Seitenauszug —
Geschichte der Nachbarschaften - Andernacher Nachbarschaften

Andernachs ehrbare Nachbarschaften

 

Nachbarschaften gibt es in vielen Städten des Rheinlandes. Gegründet in den Wirren vergangener Jahrhunderte, waren sie in der Regel Zweck- oder Wohngemeinschaften, die füreinander einstanden.

 

Die Entstehung und die Entwicklung der Nachbarschaften in der Stadt Andernach verlief dagegen nach anderen Prämissen. Andernach lag an der Schnittstelle des Trierer und des Kurkölnischen Machtbereichs. Während die Koblenzer und die Mayener zu Trier gehörten, war Andernach die Südflanke des Kölner Kurfürstentums. Die Nachbarschaften sind Teil einer Gesellschaftsordnung, die Kriege und viele gesellschaftliche Umbrüche überstand. Selbst die Französische Revolution und die Zeit der Säkularisierung haben diese Gemeinschaften dank ihres sozialen Engagements überstanden.

 

Das alte Andernach hatte ursprünglich 13 Nachbarschaften. Sie waren gegliedert in Wohnviertel innerhalb der Stadtbefestigung. Diese Viertel waren nicht identisch mit den Verteidigungsbezirken der Stadt. Gemäß der politischen Ordnung in der Stadt waren die Nachbarschaften organisiert und ihre Ämter benannt, ein Spiegelbild der städtischen Organisation im Kleinen.

Bereitgestellte Daten —
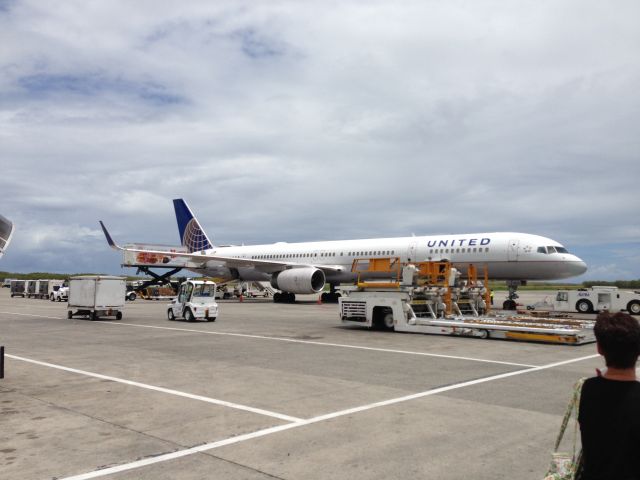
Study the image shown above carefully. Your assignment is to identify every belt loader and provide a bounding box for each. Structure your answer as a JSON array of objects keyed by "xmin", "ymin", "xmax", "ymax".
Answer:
[{"xmin": 339, "ymin": 259, "xmax": 595, "ymax": 345}]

Aufgabe 1 — Nennen Sie alles, was die Nachbarschaften laut dem Text über die Andernacher Nachbarschaften überstanden haben.
Aufgabe 2 — Schreiben Sie den Text über die Andernacher Nachbarschaften im Anschluss an seinen letzten Satz weiter.
Das Material stammt aus einer anderen Quelle als der Seitenauszug.

Ergebnis 1 —
- Kriege
- viele gesellschaftliche Umbrüche
- die Französische Revolution
- die Zeit der Säkularisierung

Ergebnis 2 —
 

Aus der Versammlung '' Gelog '' (das ist die Bezeichnung auf Andernacher Platt und bedeutet Gelage) wurde der Schöffenstuhl gewählt, der wiederum den Amtmann bestimmte. Wählbar waren für diese Ämter nur Hausbesitzer. Die Wahl der Amtmänner galt immer auf Lebenszeit.

 

Die Gewalten unterhalb des Amtmannes lagen bei dem Schultheißen (Ordnungsgewalt) oder Prokurator (Stellvertreter des Amtmannes), sowie dem Protokollarius oder Sekretarius, die in den Chroniken in der Regel Gerichtsschreiber genannt wurden. Nachbarschaften mit eigenem Brunnen hatten zusätzlich einen Brunnenmeister. Das jüngste Nachbarschaftsmitglied diente der Gemeinschaft als Knecht.

 

Der Schöffenstuhl entsprach in seiner Ordnung der alten Stadtverfassung. Sie bezog sich auf die Schöffenordnung des Kölner Erzbischofs Philipp von Heinsberg für die Stadt Andernach vom 15. 09. 1171. Diese Ordnung war in den Andernacher Nachbarschaften noch bis ins 19. Jahrhundert verbindlich. Nach der alten Stadtverfassung wurde die Leitung der Nachbarschaft vom Bürgermeister und dem Rat der Stadt mit der Durchführung bestimmter kommunaler Aufgaben betraut.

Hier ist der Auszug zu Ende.